**PROBLEM:** In the material below, which lines hold the word "window"? Pick each one out.

**RECORDS FOR THIS EXERCISE:**

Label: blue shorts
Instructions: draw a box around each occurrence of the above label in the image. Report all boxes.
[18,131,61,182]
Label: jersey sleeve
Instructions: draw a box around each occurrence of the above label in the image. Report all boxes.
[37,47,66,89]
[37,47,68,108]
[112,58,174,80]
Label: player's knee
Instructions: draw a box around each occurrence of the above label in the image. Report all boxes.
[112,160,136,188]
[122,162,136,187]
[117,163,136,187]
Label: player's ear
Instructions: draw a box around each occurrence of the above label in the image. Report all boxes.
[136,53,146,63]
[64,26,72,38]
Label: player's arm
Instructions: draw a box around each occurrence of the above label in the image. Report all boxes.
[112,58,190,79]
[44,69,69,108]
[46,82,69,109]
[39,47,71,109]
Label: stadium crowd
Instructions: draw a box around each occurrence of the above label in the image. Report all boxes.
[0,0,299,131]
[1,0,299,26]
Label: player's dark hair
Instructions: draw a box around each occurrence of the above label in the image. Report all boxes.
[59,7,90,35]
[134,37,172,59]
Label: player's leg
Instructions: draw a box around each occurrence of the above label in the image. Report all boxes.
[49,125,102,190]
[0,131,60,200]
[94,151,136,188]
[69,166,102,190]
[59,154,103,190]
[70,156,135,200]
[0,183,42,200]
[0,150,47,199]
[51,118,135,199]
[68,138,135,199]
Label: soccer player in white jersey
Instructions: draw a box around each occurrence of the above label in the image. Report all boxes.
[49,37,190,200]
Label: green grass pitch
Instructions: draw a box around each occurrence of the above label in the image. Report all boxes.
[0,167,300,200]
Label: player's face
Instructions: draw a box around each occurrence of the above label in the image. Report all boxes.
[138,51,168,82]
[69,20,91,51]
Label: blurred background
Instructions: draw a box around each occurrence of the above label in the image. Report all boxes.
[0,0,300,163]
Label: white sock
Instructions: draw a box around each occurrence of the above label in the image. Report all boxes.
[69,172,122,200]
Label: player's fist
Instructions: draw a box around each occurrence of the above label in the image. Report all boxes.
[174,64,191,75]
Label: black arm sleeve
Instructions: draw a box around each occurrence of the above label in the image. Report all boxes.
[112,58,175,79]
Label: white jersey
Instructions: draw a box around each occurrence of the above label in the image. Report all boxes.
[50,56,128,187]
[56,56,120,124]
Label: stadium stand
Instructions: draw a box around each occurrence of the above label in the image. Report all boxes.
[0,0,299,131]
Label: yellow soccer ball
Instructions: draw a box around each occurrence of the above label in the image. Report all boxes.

---

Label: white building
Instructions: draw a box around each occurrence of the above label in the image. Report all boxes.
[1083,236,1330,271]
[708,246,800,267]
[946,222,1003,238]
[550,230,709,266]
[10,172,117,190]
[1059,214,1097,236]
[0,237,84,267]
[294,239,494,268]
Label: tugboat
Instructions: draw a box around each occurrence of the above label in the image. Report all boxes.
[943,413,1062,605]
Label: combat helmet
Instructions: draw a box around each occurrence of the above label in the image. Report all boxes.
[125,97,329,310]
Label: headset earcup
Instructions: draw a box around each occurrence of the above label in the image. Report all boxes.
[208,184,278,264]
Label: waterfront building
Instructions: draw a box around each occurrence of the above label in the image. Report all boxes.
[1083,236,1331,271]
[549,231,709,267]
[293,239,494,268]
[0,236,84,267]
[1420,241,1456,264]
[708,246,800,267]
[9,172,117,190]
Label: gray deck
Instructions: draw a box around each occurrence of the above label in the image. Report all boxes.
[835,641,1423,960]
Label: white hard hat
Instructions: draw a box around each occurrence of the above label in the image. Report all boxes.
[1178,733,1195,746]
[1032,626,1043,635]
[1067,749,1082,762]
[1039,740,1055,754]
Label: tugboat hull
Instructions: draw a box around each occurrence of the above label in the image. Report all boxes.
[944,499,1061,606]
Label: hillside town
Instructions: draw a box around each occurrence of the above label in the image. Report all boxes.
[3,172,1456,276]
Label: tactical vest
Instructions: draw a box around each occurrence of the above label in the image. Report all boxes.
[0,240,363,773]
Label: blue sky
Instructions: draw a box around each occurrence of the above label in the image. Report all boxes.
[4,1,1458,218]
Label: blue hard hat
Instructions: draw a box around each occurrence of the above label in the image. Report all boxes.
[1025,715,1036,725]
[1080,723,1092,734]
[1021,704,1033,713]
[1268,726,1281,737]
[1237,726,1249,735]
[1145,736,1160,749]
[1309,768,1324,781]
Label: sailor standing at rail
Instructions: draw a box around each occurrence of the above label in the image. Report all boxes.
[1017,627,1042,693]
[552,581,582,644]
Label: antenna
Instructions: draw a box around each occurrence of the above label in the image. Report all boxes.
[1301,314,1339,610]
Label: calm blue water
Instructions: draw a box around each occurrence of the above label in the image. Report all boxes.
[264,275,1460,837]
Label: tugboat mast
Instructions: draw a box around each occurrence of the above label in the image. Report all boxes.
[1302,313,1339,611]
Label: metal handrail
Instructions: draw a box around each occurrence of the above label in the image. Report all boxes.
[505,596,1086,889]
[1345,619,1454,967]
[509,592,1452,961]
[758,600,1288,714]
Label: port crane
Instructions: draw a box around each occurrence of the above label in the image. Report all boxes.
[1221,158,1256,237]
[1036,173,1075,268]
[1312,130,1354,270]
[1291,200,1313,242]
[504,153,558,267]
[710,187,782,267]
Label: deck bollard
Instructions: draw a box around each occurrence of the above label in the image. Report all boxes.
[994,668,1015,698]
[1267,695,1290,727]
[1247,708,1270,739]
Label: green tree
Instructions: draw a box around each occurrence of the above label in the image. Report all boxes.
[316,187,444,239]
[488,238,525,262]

--

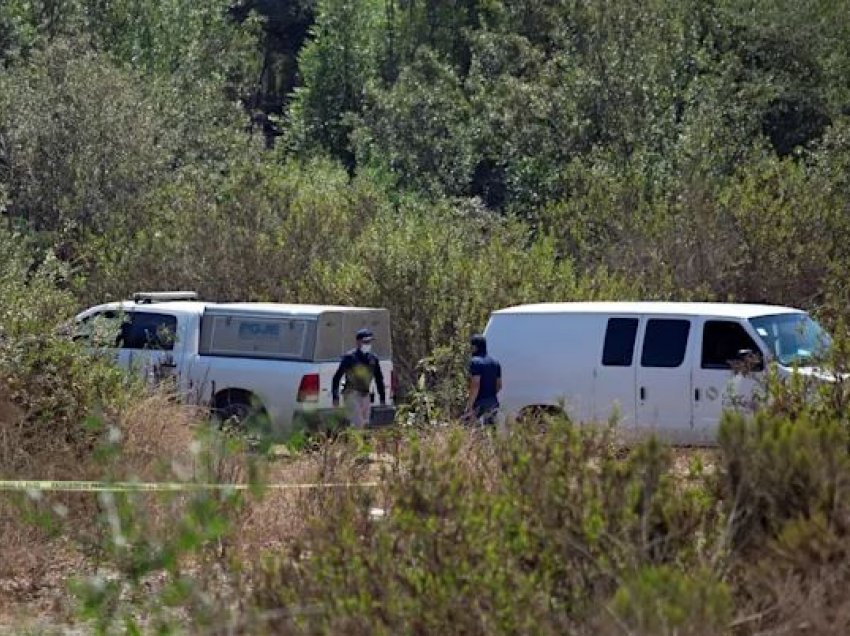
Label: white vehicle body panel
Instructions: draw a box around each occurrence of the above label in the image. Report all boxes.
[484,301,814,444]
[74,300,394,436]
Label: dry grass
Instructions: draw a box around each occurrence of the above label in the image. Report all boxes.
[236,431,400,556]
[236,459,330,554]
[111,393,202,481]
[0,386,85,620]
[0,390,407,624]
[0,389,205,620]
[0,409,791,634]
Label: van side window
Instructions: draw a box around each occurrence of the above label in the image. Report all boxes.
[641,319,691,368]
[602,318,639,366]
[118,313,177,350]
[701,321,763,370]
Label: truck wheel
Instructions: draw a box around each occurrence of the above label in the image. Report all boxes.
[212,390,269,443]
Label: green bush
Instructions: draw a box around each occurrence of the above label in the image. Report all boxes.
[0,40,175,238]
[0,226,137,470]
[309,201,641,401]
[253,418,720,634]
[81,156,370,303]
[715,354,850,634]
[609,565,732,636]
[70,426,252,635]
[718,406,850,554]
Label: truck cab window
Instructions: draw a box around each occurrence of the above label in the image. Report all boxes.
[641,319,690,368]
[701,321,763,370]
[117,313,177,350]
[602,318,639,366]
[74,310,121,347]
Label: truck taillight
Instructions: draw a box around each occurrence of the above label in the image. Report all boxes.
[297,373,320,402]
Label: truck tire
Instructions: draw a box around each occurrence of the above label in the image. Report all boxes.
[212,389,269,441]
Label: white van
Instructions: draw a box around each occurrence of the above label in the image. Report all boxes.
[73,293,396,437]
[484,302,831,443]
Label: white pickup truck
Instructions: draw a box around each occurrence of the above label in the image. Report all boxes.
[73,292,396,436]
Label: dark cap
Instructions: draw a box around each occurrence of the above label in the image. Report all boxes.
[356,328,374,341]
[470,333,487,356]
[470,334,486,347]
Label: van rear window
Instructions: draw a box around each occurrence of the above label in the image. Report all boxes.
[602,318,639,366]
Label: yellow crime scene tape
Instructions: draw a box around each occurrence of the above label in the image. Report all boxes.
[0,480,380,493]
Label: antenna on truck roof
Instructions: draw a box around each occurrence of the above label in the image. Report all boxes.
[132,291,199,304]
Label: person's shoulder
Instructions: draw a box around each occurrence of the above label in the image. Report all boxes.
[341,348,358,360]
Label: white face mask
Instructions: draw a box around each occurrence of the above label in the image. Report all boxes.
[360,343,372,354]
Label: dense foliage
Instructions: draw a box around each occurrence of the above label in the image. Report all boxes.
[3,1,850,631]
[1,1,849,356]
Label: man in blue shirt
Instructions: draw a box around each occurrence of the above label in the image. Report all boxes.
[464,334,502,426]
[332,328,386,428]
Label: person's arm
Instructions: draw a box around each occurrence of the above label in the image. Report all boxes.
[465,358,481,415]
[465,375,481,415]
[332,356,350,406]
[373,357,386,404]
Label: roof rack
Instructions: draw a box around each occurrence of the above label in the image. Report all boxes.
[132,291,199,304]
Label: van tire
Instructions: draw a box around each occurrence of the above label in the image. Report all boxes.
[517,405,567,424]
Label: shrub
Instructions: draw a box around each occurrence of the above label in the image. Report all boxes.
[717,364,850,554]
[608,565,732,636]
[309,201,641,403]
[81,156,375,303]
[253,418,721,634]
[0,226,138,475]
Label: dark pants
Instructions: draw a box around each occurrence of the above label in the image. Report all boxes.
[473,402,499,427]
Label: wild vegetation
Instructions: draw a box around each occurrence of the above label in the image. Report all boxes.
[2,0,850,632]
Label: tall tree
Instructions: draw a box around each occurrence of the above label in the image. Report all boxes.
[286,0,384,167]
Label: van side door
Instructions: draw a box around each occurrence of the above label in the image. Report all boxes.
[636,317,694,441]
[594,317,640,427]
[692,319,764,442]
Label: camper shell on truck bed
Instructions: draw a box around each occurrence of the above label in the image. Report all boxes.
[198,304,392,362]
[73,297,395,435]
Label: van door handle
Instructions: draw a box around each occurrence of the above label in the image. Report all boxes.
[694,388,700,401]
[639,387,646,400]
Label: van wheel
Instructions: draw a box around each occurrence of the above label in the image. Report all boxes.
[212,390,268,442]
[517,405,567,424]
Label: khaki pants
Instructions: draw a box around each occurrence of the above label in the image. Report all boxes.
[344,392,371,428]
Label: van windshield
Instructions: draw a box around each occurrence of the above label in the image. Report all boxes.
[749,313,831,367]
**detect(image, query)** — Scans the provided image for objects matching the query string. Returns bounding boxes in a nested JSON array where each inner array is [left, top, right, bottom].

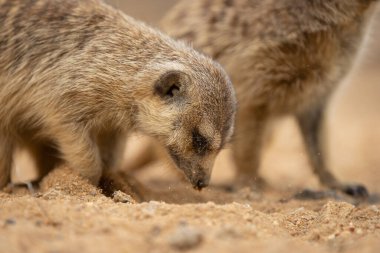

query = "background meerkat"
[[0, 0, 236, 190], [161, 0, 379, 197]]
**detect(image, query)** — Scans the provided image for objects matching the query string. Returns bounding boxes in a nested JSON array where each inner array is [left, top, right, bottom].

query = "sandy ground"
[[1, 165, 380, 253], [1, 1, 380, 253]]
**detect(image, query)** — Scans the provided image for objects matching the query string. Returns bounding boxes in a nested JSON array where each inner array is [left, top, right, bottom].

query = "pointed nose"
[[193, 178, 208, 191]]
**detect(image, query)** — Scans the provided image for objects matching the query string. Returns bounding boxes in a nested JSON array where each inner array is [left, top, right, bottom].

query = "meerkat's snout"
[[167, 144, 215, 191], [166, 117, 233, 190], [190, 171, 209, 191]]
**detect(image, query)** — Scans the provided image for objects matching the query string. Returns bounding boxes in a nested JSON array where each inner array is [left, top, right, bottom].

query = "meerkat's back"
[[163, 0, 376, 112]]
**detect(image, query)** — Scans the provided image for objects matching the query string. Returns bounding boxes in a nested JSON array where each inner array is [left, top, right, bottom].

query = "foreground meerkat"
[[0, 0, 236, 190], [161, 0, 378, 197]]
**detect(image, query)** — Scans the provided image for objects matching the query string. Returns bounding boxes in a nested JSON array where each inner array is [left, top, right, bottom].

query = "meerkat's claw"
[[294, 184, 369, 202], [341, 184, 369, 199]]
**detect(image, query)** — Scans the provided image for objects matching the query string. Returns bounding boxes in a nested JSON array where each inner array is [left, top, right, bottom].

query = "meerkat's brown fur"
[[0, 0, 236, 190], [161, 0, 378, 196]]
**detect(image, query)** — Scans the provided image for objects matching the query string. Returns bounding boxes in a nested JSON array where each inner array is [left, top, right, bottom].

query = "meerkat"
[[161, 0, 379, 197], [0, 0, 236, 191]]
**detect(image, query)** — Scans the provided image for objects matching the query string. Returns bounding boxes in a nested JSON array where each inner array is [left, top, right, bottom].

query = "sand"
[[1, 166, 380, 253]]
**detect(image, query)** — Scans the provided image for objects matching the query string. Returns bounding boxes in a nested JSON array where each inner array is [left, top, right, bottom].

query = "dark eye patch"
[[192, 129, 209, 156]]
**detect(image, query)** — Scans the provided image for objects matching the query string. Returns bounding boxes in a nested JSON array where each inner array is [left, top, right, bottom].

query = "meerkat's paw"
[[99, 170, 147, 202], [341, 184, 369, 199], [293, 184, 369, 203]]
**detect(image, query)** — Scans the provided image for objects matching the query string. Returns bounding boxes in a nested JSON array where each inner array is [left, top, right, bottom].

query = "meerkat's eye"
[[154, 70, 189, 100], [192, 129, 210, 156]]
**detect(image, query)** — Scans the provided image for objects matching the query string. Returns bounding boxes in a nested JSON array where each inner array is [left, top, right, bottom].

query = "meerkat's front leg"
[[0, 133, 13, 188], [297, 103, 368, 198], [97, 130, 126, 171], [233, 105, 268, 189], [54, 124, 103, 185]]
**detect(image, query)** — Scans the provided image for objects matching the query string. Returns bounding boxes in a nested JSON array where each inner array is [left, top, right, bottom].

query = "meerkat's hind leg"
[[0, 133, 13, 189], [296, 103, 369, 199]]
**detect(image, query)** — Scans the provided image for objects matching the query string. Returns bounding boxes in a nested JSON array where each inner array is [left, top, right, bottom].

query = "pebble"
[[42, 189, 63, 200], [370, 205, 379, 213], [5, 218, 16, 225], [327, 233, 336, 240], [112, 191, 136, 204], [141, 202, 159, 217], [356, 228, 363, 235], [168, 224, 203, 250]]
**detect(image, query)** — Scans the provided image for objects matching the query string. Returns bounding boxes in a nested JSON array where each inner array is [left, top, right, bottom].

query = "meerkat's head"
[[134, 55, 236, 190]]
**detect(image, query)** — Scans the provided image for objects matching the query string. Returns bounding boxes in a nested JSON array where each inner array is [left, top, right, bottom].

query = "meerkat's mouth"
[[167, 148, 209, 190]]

**ANSWER BOX:**
Label: van side window
Label: truck cab window
Label: van rear window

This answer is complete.